__WHAT TO DO__.
Restate all of the records below exactly. Do not carry over any image.

((

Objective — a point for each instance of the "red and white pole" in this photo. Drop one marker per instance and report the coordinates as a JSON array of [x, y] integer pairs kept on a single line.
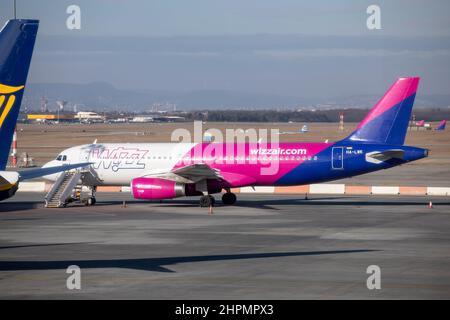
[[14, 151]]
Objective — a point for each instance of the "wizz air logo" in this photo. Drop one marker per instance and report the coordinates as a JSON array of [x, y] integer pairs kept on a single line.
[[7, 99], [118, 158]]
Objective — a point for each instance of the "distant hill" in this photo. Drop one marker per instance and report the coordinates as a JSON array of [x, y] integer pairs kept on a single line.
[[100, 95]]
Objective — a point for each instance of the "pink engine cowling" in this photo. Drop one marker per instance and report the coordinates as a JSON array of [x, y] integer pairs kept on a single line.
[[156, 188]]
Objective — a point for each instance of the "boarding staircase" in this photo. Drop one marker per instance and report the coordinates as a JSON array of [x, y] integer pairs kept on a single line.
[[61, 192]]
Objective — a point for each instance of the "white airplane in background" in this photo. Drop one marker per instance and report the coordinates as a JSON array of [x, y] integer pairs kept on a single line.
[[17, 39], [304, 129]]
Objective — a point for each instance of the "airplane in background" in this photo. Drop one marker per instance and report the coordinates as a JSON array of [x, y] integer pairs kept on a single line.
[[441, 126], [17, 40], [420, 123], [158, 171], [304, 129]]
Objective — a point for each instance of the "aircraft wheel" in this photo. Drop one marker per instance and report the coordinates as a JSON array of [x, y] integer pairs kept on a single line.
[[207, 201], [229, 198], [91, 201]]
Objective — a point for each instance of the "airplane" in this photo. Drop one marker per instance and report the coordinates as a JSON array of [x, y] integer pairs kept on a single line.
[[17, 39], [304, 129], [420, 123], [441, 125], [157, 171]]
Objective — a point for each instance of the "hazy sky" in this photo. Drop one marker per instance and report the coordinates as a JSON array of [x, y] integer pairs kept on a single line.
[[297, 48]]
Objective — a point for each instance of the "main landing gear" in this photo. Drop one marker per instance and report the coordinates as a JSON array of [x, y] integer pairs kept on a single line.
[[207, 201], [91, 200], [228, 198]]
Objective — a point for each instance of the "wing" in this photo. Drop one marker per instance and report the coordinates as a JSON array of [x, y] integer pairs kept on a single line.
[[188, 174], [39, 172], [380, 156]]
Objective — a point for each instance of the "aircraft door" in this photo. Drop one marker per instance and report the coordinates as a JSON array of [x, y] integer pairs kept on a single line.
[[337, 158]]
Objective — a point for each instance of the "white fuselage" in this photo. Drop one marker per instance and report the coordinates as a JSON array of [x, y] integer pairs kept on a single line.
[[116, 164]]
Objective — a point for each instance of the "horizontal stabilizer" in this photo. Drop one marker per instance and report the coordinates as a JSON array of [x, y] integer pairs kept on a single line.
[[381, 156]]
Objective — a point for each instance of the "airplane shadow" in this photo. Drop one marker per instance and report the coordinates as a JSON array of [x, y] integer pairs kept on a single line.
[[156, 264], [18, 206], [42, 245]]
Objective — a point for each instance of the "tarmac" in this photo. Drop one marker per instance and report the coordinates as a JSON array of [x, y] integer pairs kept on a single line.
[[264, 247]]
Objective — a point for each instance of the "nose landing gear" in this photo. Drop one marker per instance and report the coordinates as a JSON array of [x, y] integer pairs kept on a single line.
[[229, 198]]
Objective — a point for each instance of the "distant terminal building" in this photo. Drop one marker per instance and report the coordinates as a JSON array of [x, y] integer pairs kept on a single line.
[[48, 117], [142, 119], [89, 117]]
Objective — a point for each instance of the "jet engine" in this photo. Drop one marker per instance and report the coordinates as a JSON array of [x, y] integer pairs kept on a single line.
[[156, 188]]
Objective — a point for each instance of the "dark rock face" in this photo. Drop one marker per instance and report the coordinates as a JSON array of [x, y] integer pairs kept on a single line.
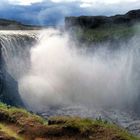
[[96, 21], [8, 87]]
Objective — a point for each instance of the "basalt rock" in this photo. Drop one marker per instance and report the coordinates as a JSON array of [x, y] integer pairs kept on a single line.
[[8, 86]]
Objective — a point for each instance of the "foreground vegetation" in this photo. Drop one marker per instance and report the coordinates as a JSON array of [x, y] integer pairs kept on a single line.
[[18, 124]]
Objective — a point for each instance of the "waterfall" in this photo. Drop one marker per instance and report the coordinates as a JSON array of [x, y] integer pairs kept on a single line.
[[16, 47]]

))

__THE ANSWER__.
Objective — a point for each instance of the "red and white pole" in this photo. Drop one marker per instance and report the coordinates as a JSON array of [x, y] integer pairs kept on a single line.
[[14, 151]]
Objective — a point for each instance of the "wizz air logo" in this photo. Drop one marker per instance and report the coordinates as a JSON array of [x, y] integer pairs kept on a single line.
[[7, 99], [118, 158]]
Objective — a point for each instance of the "distant hill" in this photo. Drop one marker per instance and report the coordinates as a JSON array of [x, y] integer pairs kept on a single line.
[[100, 95]]
Objective — a point for each instance of the "pink engine cowling" in this photo. Drop one marker per instance and report the coordinates as a JSON array of [x, y] integer pairs kept on a single line.
[[156, 188]]
Objective — a point for each instance of the "boarding staircase" in this photo. Drop one marker per instance and report the coordinates as a JSON array of [x, y] integer pairs kept on a single line.
[[61, 192]]
Objective — a point for each instance of the "white airplane in background" in this photo. Drop one marker per instance and report the coordinates as a JSON array of [x, y] integer pairs kept on a single line.
[[17, 39], [304, 129]]
Objective — a point for each instance of the "airplane in background" in this photo. Drop one marker per instance and report the coordinates as a JSON array of [x, y] integer pairs kept on a single line.
[[441, 126], [17, 40], [420, 123], [158, 171], [304, 129]]
Objective — a point for each instance of the "aircraft wheel" in this photo. Drop one marker per instance and report the coordinates as a JSON array of [x, y] integer pairs kept on a single line.
[[207, 201], [229, 198], [91, 201]]
Objective — a point for each instance of the "airplane" in this photo. Drop one marker per instance and report the coordinates as a JSON array of [x, y] integer pairs kept on a single line.
[[17, 39], [304, 129], [420, 123], [441, 125], [157, 171]]
Objective — a point for each instance of the "hazy sky" in this photo. Drop one marker per instance and report the coordinates as a JSON array of [x, y] integer pairs kept on a single line.
[[297, 48]]
Objective — a point for each instance of the "main landing gear" in this photo. Drop one marker per instance and report the coordinates as a JSON array of [x, y] integer pairs kept on a single line.
[[207, 201], [91, 200], [228, 198]]
Objective — a point for each instance of the "wing" in this photo. Drop one marker per instance and report the coordinates as a JSON array of [x, y] integer pairs kept on a single line.
[[188, 174], [39, 172], [380, 156]]
Objective — a point for each instance of the "aircraft door" in this photo. Drop one marker per instance and report the coordinates as a JSON array of [x, y] integer pairs kept on a single line.
[[337, 158]]
Objective — a point for each instance of the "white fuselage" in this photo. Drop one marker per instance and report the coordinates as a JSON array of [x, y] integer pairs kept on a single line.
[[116, 164]]
Objective — a point for each instance of the "horizontal stabilizer" in this photo. Drop one marker per instance and report the coordinates as a JSON array of [x, y] integer pairs kept on a single line.
[[381, 156]]
Objective — a point for each instance of the "airplane shadow" in this photo. Drop one marker per instance and report the coordinates as a JSON array of [x, y] integer pairs kept on a single line.
[[156, 264], [18, 206], [42, 245]]
Objective — a point for each instance of the "tarmac" in this photo. Drop one marker per instance and report the coordinates as a JSON array of [x, y] integer pairs kept on a single line.
[[264, 247]]
Objective — a point for each instance of the "nose landing gear" in this photo. Drop one marker per instance and report the coordinates as a JSON array of [x, y] integer pairs kept on a single line.
[[229, 198]]
Objective — a point for each instance of the "distant terminal building" in this photo. Drop one marker per instance and report the coordinates as a JSON array of [x, y] integer pairs kept on a single line.
[[48, 117], [142, 119], [89, 117]]
Objective — a point for each instance of the "jet engine" in this photo. Drop one marker per instance and report the coordinates as a JSON array of [x, y] integer pairs kept on a single line.
[[156, 188]]
Objective — a point for each instance of the "dark rock face" in this photo. Drop one marker per instance and report the coordinates as a JSON array of [x, y] integer pairs kept on a single line.
[[96, 21], [8, 87]]
Objective — a point for each instance of the "basalt rock" in this photo. Drop one marker per instance and report the coordinates as a JSON array of [x, y] integer pairs kept on a single line.
[[8, 86]]
Objective — a point for each instance of the "foreground vegetation" in this photo. Drop one marker per instance and report the coordinates as a JSON array of [x, y] integer pairs kept on a single line.
[[18, 124]]
Objective — a point for each instance of the "waterfall" in this photo. Drop one marker per instance and report the coordinates as a JSON array of [x, y] integer pairs kept on a single line.
[[16, 47]]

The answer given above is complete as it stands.